━━━ DOCUMENT TEXT ━━━
The problem is that if we have more than 1 layer, since the backpropagation is multiplicative, the gradient
tends towards 0.
Usually these functions are said to be saturating, meaning that they have horizontal asymptotes, where their derivate is near 0
List of Non-Saturating Activation Functions
ReLU
ReLU(x) =
\begin{cases}
x \text{ if } x \geq 0 \\
0 \text{ if } x < 0
\end{cases}
It is not derivable, but on 0 we usually put the value as 0 or 1, though any value between them is
acceptable
\frac{d\,ReLU(x)}{dx} =
\begin{cases}
1 \text{ if } x \geq 0 \\
0 \text{ if } x < 0
\end{cases}
The problem is that this function saturates for negative values
Leaky ReLU
LeakyReLU(x) =
\begin{cases}
x \text{ if } x \geq 0 \\
a\cdot x \text{ if } x < 0
\end{cases}
It is not derivable, but on 0 we usually put the value as a or 1, though any value between them is
acceptable
\frac{d\,LeakyReLU(x)}{dx} =
\begin{cases}
1 \text{ if } x \geq 0 \\
a \text{ if } x < 0
\end{cases}
Here a is a fixed parameter
Parametric ReLu | AKA PReLU1
PReLU(x) =
\begin{cases}
x \text{ if } x \geq 0 \\
\vec{a} \cdot x \text{ if } x < 0
\end{cases}
It is not derivable, but on 0 we usually put the
value as \vec{a} or 1, though any value between them
is acceptable.
━━━
- SET TASK A -
Select every line of the records that contains the string "shadow".
The notes on activation functions and the records were taken from unrelated sources.
━━━ EXTRACTED RECORDS ━━━
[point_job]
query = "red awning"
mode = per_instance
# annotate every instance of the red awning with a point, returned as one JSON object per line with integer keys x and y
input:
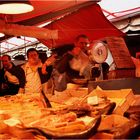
{"x": 89, "y": 20}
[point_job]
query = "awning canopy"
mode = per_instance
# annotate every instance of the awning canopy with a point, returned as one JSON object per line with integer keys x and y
{"x": 46, "y": 10}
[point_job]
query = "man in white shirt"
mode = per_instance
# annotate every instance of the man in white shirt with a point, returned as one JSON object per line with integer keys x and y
{"x": 36, "y": 75}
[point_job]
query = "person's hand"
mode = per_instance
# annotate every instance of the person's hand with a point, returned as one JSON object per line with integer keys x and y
{"x": 51, "y": 60}
{"x": 75, "y": 51}
{"x": 48, "y": 62}
{"x": 21, "y": 91}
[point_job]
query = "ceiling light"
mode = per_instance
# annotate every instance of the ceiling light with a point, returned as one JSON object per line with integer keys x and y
{"x": 15, "y": 6}
{"x": 2, "y": 35}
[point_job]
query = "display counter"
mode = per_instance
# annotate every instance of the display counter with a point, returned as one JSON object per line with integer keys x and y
{"x": 116, "y": 84}
{"x": 74, "y": 114}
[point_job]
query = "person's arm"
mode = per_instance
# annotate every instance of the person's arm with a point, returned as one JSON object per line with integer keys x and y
{"x": 63, "y": 63}
{"x": 48, "y": 62}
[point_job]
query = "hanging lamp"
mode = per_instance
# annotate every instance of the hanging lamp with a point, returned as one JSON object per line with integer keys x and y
{"x": 15, "y": 6}
{"x": 2, "y": 35}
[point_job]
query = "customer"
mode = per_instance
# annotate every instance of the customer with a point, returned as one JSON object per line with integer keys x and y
{"x": 12, "y": 78}
{"x": 75, "y": 62}
{"x": 36, "y": 73}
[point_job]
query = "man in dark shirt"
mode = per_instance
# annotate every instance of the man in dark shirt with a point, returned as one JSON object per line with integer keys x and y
{"x": 12, "y": 78}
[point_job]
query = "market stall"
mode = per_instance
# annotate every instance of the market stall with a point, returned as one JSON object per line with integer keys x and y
{"x": 74, "y": 113}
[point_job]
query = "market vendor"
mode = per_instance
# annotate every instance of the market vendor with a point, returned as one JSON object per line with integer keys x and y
{"x": 12, "y": 78}
{"x": 75, "y": 62}
{"x": 37, "y": 74}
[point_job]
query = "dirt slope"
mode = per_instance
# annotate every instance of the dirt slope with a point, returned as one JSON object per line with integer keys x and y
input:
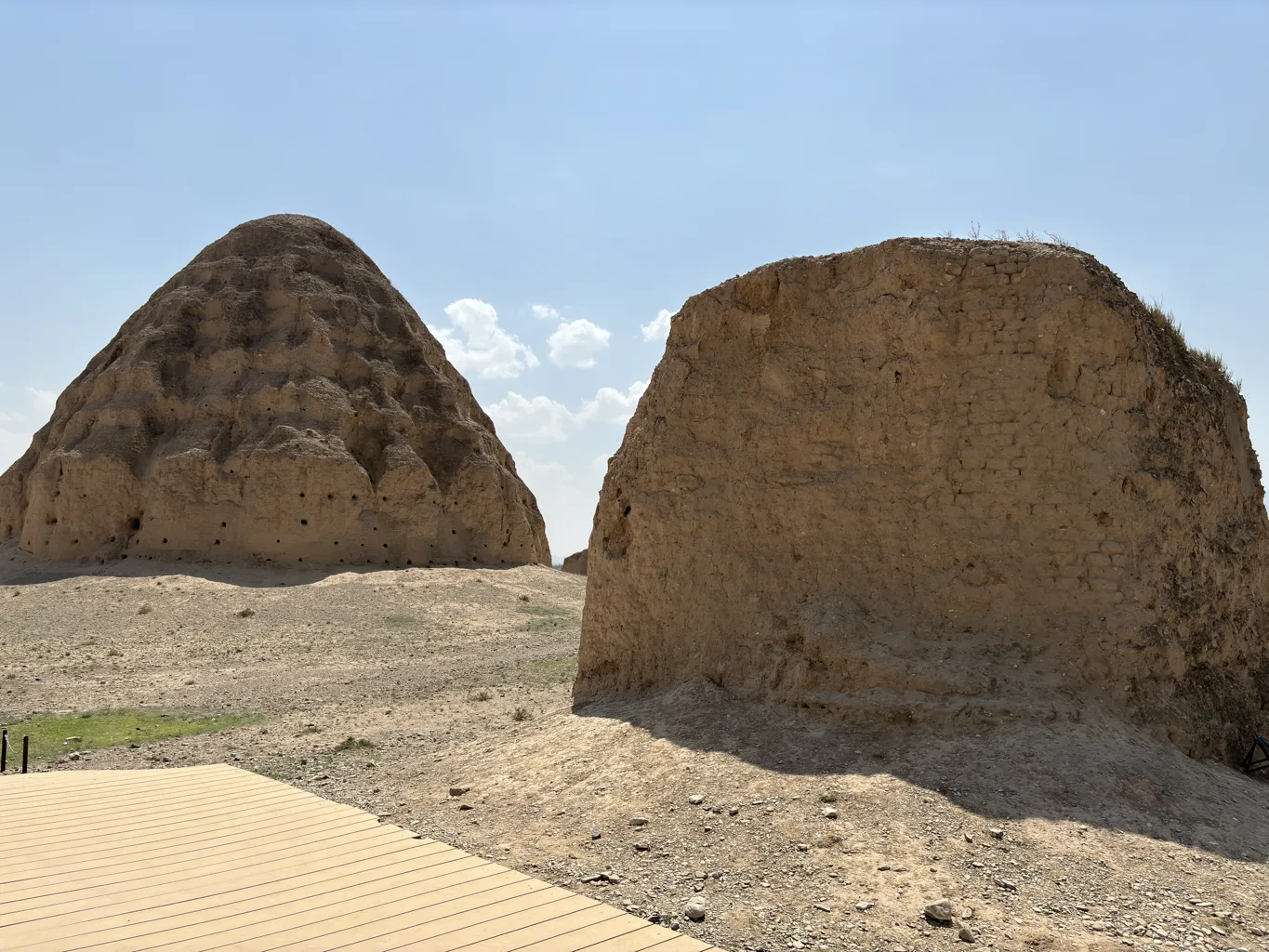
{"x": 1108, "y": 837}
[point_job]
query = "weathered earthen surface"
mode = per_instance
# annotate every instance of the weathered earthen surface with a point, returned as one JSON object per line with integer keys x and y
{"x": 277, "y": 400}
{"x": 575, "y": 563}
{"x": 935, "y": 478}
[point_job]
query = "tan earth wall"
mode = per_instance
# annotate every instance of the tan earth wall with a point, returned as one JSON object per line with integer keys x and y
{"x": 575, "y": 563}
{"x": 937, "y": 473}
{"x": 275, "y": 402}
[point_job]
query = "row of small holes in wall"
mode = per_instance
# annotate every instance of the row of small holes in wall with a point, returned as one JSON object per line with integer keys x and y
{"x": 331, "y": 496}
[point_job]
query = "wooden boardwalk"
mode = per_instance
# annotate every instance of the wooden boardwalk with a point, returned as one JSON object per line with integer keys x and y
{"x": 219, "y": 858}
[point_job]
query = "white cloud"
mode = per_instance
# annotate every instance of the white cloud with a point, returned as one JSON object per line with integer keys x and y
{"x": 613, "y": 406}
{"x": 545, "y": 420}
{"x": 44, "y": 400}
{"x": 659, "y": 327}
{"x": 533, "y": 419}
{"x": 489, "y": 350}
{"x": 575, "y": 343}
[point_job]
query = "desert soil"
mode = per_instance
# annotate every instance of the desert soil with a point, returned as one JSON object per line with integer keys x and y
{"x": 1081, "y": 834}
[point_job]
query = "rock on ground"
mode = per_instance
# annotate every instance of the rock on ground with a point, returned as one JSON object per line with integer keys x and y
{"x": 275, "y": 402}
{"x": 934, "y": 473}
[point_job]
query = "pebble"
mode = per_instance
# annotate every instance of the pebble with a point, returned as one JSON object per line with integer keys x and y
{"x": 941, "y": 911}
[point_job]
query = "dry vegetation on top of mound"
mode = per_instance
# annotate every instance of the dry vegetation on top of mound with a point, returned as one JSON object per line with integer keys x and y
{"x": 385, "y": 690}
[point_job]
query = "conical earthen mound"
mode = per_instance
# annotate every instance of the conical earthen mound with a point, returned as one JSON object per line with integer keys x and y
{"x": 277, "y": 400}
{"x": 937, "y": 478}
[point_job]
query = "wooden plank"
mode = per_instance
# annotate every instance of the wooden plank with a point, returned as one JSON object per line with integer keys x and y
{"x": 214, "y": 857}
{"x": 501, "y": 935}
{"x": 226, "y": 892}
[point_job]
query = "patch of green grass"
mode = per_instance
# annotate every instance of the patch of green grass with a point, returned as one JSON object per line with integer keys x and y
{"x": 547, "y": 612}
{"x": 547, "y": 670}
{"x": 51, "y": 733}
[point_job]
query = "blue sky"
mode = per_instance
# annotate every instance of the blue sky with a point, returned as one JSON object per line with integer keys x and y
{"x": 603, "y": 163}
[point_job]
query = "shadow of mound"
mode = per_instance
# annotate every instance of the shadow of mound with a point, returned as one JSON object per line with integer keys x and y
{"x": 1094, "y": 771}
{"x": 20, "y": 569}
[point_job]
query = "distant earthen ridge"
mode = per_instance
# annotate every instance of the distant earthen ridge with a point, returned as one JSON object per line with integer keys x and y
{"x": 275, "y": 402}
{"x": 938, "y": 479}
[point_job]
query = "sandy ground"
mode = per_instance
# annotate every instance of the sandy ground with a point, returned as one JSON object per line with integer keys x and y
{"x": 1045, "y": 834}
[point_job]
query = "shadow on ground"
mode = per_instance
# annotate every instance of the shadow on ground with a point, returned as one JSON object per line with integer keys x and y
{"x": 1099, "y": 772}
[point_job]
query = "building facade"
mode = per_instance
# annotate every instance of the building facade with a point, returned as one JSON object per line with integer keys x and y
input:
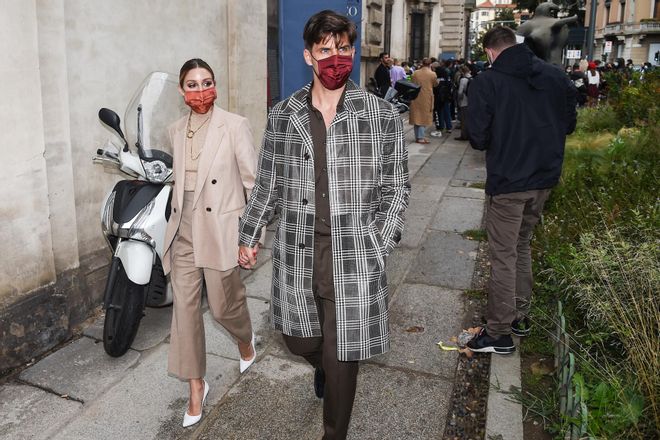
{"x": 65, "y": 59}
{"x": 628, "y": 29}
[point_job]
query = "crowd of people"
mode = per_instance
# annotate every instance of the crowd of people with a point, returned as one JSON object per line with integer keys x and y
{"x": 443, "y": 97}
{"x": 448, "y": 97}
{"x": 590, "y": 77}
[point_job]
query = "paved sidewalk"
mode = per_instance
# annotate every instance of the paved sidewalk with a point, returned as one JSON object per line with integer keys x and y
{"x": 79, "y": 392}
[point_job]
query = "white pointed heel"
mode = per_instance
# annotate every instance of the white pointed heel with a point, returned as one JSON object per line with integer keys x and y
{"x": 189, "y": 420}
{"x": 243, "y": 364}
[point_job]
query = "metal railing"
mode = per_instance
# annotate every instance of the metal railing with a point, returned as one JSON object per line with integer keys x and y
{"x": 571, "y": 403}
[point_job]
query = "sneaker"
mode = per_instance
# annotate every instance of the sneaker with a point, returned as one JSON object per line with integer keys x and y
{"x": 521, "y": 327}
{"x": 484, "y": 343}
{"x": 319, "y": 382}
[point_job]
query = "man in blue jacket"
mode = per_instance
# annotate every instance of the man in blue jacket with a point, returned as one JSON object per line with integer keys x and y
{"x": 521, "y": 110}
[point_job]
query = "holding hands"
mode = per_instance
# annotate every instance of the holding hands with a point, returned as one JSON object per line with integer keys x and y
{"x": 247, "y": 257}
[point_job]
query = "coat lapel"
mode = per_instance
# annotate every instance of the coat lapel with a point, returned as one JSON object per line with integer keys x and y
{"x": 300, "y": 117}
{"x": 214, "y": 137}
{"x": 179, "y": 147}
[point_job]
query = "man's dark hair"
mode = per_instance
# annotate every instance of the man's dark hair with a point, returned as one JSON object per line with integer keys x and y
{"x": 328, "y": 24}
{"x": 499, "y": 37}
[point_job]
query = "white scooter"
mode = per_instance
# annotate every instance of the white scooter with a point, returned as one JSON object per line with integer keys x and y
{"x": 134, "y": 214}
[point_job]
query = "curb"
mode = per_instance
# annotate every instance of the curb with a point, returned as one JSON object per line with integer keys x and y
{"x": 504, "y": 412}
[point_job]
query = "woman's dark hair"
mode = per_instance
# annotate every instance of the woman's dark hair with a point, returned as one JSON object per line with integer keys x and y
{"x": 325, "y": 24}
{"x": 194, "y": 64}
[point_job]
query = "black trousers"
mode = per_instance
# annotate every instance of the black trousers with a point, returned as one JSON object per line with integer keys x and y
{"x": 321, "y": 352}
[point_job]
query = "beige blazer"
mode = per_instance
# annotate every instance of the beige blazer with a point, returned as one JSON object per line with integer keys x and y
{"x": 421, "y": 108}
{"x": 225, "y": 176}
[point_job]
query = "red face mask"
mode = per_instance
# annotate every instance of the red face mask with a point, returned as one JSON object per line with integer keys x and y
{"x": 200, "y": 101}
{"x": 334, "y": 71}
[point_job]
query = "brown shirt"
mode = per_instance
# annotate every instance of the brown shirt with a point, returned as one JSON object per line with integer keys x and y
{"x": 319, "y": 137}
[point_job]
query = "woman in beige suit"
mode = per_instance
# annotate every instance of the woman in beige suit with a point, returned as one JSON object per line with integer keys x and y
{"x": 214, "y": 168}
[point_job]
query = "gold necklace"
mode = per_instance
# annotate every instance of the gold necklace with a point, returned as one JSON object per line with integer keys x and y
{"x": 192, "y": 132}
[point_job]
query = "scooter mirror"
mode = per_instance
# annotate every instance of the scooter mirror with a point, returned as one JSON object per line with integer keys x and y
{"x": 111, "y": 119}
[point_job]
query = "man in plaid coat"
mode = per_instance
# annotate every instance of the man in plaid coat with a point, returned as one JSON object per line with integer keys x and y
{"x": 334, "y": 164}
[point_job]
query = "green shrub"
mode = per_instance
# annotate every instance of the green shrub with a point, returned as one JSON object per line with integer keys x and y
{"x": 635, "y": 99}
{"x": 598, "y": 119}
{"x": 615, "y": 286}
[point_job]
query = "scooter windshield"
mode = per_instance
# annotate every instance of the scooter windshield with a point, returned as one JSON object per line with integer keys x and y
{"x": 155, "y": 105}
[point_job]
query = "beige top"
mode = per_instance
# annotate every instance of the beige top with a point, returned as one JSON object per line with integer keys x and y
{"x": 199, "y": 125}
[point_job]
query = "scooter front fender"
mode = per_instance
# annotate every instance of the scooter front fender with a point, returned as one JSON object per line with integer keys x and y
{"x": 137, "y": 258}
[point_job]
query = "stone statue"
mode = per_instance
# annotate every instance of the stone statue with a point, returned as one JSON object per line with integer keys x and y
{"x": 546, "y": 35}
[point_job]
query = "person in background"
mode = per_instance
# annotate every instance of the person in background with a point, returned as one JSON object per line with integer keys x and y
{"x": 593, "y": 85}
{"x": 442, "y": 96}
{"x": 462, "y": 100}
{"x": 214, "y": 167}
{"x": 382, "y": 74}
{"x": 407, "y": 68}
{"x": 396, "y": 72}
{"x": 335, "y": 163}
{"x": 521, "y": 110}
{"x": 580, "y": 83}
{"x": 421, "y": 108}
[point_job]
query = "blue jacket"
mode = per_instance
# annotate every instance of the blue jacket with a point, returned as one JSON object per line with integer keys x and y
{"x": 520, "y": 111}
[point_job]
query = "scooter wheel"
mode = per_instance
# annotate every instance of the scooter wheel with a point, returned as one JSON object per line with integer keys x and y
{"x": 123, "y": 314}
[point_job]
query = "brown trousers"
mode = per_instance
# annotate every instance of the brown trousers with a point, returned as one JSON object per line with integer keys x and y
{"x": 321, "y": 352}
{"x": 225, "y": 293}
{"x": 510, "y": 222}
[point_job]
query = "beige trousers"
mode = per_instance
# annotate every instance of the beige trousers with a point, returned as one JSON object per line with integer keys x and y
{"x": 225, "y": 292}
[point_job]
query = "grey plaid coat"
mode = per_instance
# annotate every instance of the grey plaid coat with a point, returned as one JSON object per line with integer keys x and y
{"x": 368, "y": 188}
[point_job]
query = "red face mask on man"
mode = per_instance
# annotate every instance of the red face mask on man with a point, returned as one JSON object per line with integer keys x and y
{"x": 200, "y": 101}
{"x": 334, "y": 71}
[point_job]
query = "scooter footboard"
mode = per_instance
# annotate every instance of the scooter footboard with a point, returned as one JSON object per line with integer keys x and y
{"x": 137, "y": 258}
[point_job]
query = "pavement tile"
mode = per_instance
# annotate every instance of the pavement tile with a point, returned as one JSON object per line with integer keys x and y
{"x": 147, "y": 404}
{"x": 32, "y": 413}
{"x": 274, "y": 401}
{"x": 413, "y": 230}
{"x": 396, "y": 404}
{"x": 220, "y": 343}
{"x": 154, "y": 328}
{"x": 397, "y": 266}
{"x": 81, "y": 370}
{"x": 428, "y": 193}
{"x": 465, "y": 192}
{"x": 258, "y": 285}
{"x": 471, "y": 170}
{"x": 457, "y": 214}
{"x": 445, "y": 259}
{"x": 420, "y": 316}
{"x": 504, "y": 415}
{"x": 421, "y": 208}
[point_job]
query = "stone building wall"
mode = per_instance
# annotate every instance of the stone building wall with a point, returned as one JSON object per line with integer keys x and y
{"x": 62, "y": 61}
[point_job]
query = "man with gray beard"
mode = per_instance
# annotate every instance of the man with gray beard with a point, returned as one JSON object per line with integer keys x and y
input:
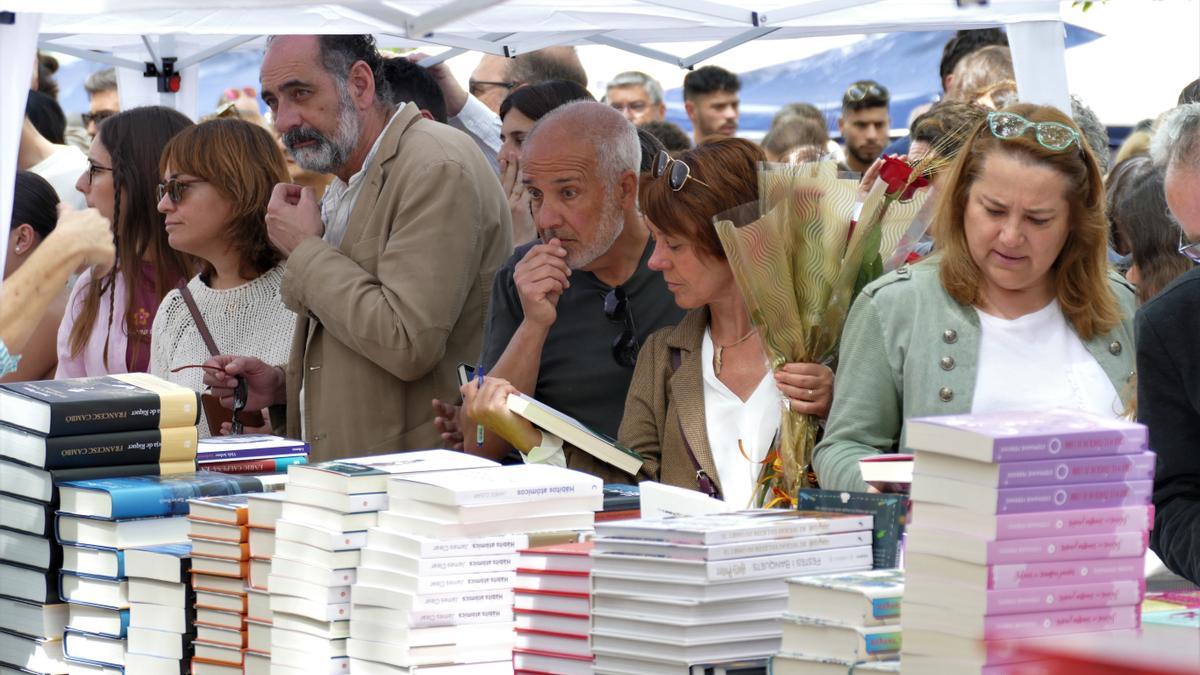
━━━
- SET TASK B -
Pick up the notes on activation functions after their last sentence and continue them.

- RESPONSE A -
query = "shadow of mound"
# annotate every instance of the shadow of mound with a point, returned as one JSON object per line with integer keys x and y
query = "shadow on ground"
# annotate every instance of the shadow on ground with a point, returned as one JSON object per line with integer keys x and y

- RESPONSE B -
\frac{d\,PReLU(x) }{dx} =
\begin{cases}
1 \text{ if } x \geq 0 \\
\vec{a} \text{ if } x < 0
\end{cases}
Differently from LeakyReLU, here \vec{a}
is a learnable parameter that can differ across
channels (features)
Randomized Leaky ReLU | AKA RReLU2
RReLU(x) =
\begin{cases}
x \text{ if } x \geq 0 \\
\vec{a} \cdot x \text{ if } x < 0
\end{cases} \\
a_{i,j} \sim U (l, u): \;l < u \wedge l, u \in [0, 1[
It is not derivable, but on 0 we usually put the value as \vec{a} or 1, though any value between them is
acceptable
\begin{aligned}
\frac{d\,RReLU(x)}{dx} &=
\begin{cases}
1 \text{ if } x \geq 0 \\
\vec{a} \text{ if } x < 0
\end{cases} \\
\end{aligned}
Here \vec{a} is a random parameter that is
always sampled during training and fixed
during tests and inference to \frac{l + u}{2}
ELU
This function allows the system to average output to 0, thus it may converge faster
ELU(x) =
\begin{cases}
x \text{ if } x \geq 0 \\
a \cdot (e^{x} -1) \text{ if } x < 0
\end{cases}
It is derivable for each point, as long as a = 1,
which is usually the case.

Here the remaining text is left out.